▶ [YOUR GOAL]
Count the lines in the material below that contain the string "query", and reply with only that number.

▶ [EXERCISE MATERIAL]
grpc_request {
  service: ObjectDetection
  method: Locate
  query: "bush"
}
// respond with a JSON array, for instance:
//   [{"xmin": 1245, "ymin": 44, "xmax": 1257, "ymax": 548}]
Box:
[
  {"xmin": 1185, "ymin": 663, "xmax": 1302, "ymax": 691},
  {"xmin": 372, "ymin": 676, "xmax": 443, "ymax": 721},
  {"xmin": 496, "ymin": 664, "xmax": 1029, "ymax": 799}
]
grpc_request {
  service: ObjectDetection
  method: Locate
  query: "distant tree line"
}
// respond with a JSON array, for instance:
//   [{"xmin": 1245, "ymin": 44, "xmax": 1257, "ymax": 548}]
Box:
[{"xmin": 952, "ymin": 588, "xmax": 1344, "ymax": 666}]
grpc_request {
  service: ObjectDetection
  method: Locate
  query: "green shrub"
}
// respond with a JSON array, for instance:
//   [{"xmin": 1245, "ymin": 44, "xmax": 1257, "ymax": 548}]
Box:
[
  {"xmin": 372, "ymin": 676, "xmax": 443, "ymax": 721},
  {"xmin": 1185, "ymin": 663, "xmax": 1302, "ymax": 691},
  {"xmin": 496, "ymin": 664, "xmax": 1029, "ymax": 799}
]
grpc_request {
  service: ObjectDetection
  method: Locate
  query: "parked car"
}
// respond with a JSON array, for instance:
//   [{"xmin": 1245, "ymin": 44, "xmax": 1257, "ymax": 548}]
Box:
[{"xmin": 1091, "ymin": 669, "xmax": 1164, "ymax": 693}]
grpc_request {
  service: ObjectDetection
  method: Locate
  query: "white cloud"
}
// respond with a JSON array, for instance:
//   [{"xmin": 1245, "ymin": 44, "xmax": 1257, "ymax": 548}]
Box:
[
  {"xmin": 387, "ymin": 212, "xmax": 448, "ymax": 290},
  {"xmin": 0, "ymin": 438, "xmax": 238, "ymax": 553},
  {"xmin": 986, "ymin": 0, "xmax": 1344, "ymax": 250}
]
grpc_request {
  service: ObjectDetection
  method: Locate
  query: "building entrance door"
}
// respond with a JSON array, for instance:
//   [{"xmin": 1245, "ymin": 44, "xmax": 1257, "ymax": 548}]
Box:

▶ [THE COMPLETED TASK]
6